STATED EXERCISE: Transcribe the stretch of the PaddleOCR multi-language text from "For more supported" through "following two methods.".

Currently, the multi-language algorithms supported by PaddleOCR are:

| Configuration file |  Algorithm name |   backbone |   trans   |   seq      |     pred     |  language | character_type |
| :--------: |  :-------:   | :-------:  |   :-------:   |   :-----:   |  :-----:   | :-----:  | :-----:  |
| rec_chinese_cht_lite_train.yml |  CRNN |   Mobilenet_v3 small 0.5 |  None   |  BiLSTM |  ctc  | chinese traditional  | chinese_cht|
| rec_en_lite_train.yml |  CRNN |   Mobilenet_v3 small 0.5 |  None   |  BiLSTM |  ctc  | English(Case sensitive)   | EN |
| rec_french_lite_train.yml |  CRNN |   Mobilenet_v3 small 0.5 |  None   |  BiLSTM |  ctc  | French |  french |
| rec_ger_lite_train.yml |  CRNN |   Mobilenet_v3 small 0.5 |  None   |  BiLSTM |  ctc  | German   | german |
| rec_japan_lite_train.yml |  CRNN |   Mobilenet_v3 small 0.5 |  None   |  BiLSTM |  ctc  | Japanese | japan |
| rec_korean_lite_train.yml |  CRNN |   Mobilenet_v3 small 0.5 |  None   |  BiLSTM |  ctc  | Korean  | korean |
| rec_latin_lite_train.yml |  CRNN |   Mobilenet_v3 small 0.5 |  None   |  BiLSTM |  ctc  | Latin  | latin |
| rec_arabic_lite_train.yml |  CRNN |   Mobilenet_v3 small 0.5 |  None   |  BiLSTM |  ctc  | arabic |  ar |
| rec_cyrillic_lite_train.yml |  CRNN |   Mobilenet_v3 small 0.5 |  None   |  BiLSTM |  ctc  | cyrillic   | cyrillic |
| rec_devanagari_lite_train.yml |  CRNN |   Mobilenet_v3 small 0.5 |  None   |  BiLSTM |  ctc  | devanagari  | devanagari |

For more supported languages, please refer to : [Multi-language model](https://github.com/PaddlePaddle/PaddleOCR/blob/release/2.1/doc/doc_en/multi_languages_en.md#4-support-languages-and-abbreviations)

The multi-language model training method is the same as the Chinese model. The training data set is 100w synthetic data. A small amount of fonts and test data can be downloaded using the following two methods.
* [Baidu Netdisk](https://pan.baidu.com/s/1bS_u207Rm7YbY33wOECKDA),Extraction code:frgi.
* [Google drive](https://drive.google.com/file/d/18cSWX7wXSy4G0tbKJ0d9PuIaiwRLHpjA/view)

GIVEN INFORMATION:
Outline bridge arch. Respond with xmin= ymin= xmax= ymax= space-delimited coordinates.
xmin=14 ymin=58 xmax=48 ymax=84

PROBLEM SOLUTION:
For more supported languages, please refer to : [Multi-language model](https://github.com/PaddlePaddle/PaddleOCR/blob/release/2.1/doc/doc_en/multi_languages_en.md#4-support-languages-and-abbreviations)

The multi-language model training method is the same as the Chinese model. The training data set is 100w synthetic data. A small amount of fonts and test data can be downloaded using the following two methods.